“What are all these people talking about?” This was my main take away from day two of the summit in August. I have written it in capital letters on a double side of the little notebook, which was handed out at the conference. It shows my initial wonderment at this so-called new path for the method of user-driven innovation and this wonderment is the also the basis for my master’s thesis from the Department of Anthropology at the University of Copenhagen.
So what is this thing we call Co’Creation? I will try to explore this new business phenomenon because I’ve found there are certain important aspects in need of a good looking at. The following will be a quite critical stance on Co’Creation. It is not to say that I cannot see any potential for new value based profit generation – I am simply trying to point out some obstacles for this our new joint venture. Hopefully this will push the discussions and development in a fruitful direction.
I have distinguished between the levels of analysis here: the discursive level (equivalent to “what people say it is”) and the practical level (how it’s actually done). Based on anthropological qualitative research in a Copenhagen-based design company and with a Dutch artist heavily engrossed in similar creative processes, I have found the following to be true:
- Co’Creation is not necessarily something new
- Co’Creation is something inherently impossible
- Other groups (such as artists) have been using the method for at a long time
- The relation between form and content; process and result is integral to the understanding and implementation of new business models such as Co’Creation
First of all: is Co’Creation new?
The discursive level indicates that it is something completely and ontologically new. It is being talked about as if it was the golden altar on which our future rests – and not only our future in regards to business – also in relation to public management and government policy. We have apparently struck gold here, people…
Co’Creation is apparently something so new and refreshing that it requires immense amounts of clarification and elaboration from the beginning on. It could be deemed fair to compare the practice (or phenomenon as I think of it) to a very young bird unable to fly without the total vigilance and guidance of its parents. It needs to be kept on its wings – but why is this? In the great and powerful mojo of global capitalism the doctrine would be fly or die – not fly or “we will keep you on your wings”. This poses the question: why is it fruitful to engage in these endeavours of keeping the concept afloat? My answer is this: It is important exactly because it is a much needed concept of an integral nature – namely that of the “new”. In that sense it follows tropes such as ‘user-driven’, ‘innovation’, and ‘creative’ as the proverbial new ‘black’ – hence the title of this blog entry.
************
GOALS –
1. Quote the passage of the Co'Creation blog entry that opens with the words containing "So what is this" and closes with "a fruitful direction.".
2. In the Co'Creation blog entry, why does the author say it is important to keep the concept of Co'Creation afloat? Answer in one to three sentences.
3. Proceed with the Co'Creation blog entry from the point where it stops.

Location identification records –
************
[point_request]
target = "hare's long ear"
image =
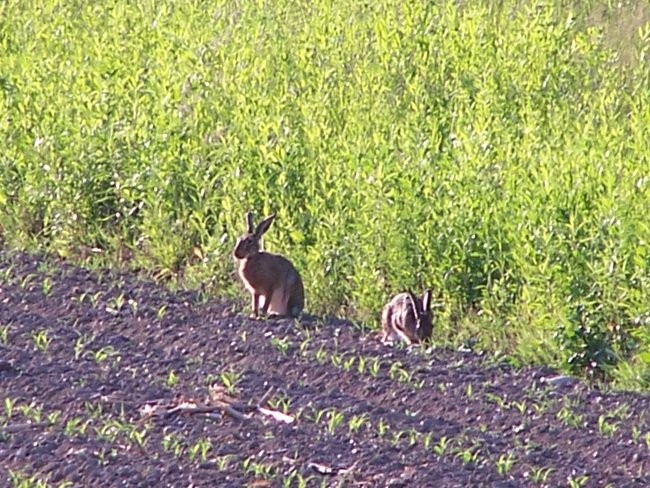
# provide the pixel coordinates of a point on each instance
(249, 221)
(264, 225)
(426, 301)
(414, 303)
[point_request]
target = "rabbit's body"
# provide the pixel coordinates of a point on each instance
(273, 281)
(408, 318)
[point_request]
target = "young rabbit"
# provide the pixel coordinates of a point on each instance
(270, 278)
(408, 318)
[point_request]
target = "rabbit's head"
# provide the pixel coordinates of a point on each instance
(249, 243)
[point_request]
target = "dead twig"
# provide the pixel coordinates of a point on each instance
(13, 428)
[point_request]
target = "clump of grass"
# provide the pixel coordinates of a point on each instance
(494, 151)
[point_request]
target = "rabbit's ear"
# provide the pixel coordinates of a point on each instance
(264, 225)
(249, 221)
(414, 303)
(426, 300)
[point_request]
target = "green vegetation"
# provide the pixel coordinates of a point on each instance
(497, 151)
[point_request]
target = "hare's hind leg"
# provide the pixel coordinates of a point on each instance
(278, 303)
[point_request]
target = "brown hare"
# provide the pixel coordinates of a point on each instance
(274, 283)
(408, 318)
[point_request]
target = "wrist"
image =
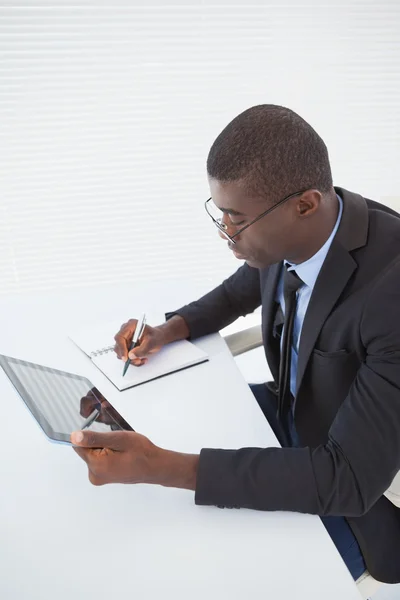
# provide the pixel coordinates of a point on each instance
(174, 329)
(174, 469)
************
EXERCISE ANSWERS –
1.
So what is this thing we call Co’Creation? I will try to explore this new business phenomenon because I’ve found there are certain important aspects in need of a good looking at. The following will be a quite critical stance on Co’Creation. It is not to say that I cannot see any potential for new value based profit generation – I am simply trying to point out some obstacles for this our new joint venture. Hopefully this will push the discussions and development in a fruitful direction.

2. It is important because Co'Creation is a much needed concept of an integral nature, namely that of the "new." In that sense it follows tropes such as "user-driven," "innovation," and "creative" as the proverbial new "black."

3.
But can this feeling of “newness” bring forth bright new wonderful things or is it merely an apparition; a grand design by business leaders and innovators? Isn’t it just yet another sparkling new hollow buzzword to rally under? That remains to be seen.
Maybe Co’Creation is inherently impossible? As a discursive concept it has very real and tangible consequences; we are being moved and are moving the world in return – hence the importance of taking this thing seriously. So: why should Co’Creation be impossible you might ask? Good question. It isn’t. But it does require a certain change of mindset unlike anything seen in the world of business since the industrial revolution and the advent of modern capitalism. It is indeed true that the Co’Creation manifesto tries to incorporate this idea of a new mindset but two important questions arise: Does it do so successfully and is this truly a new mindset?
I find the answers to be ‘no’ and ‘no’! The manifesto does try to take into account the need for the devaluation of the expert role, the necessity of flat non-hierarchical structures and the importance of knowledge sharing. But does it do it itself?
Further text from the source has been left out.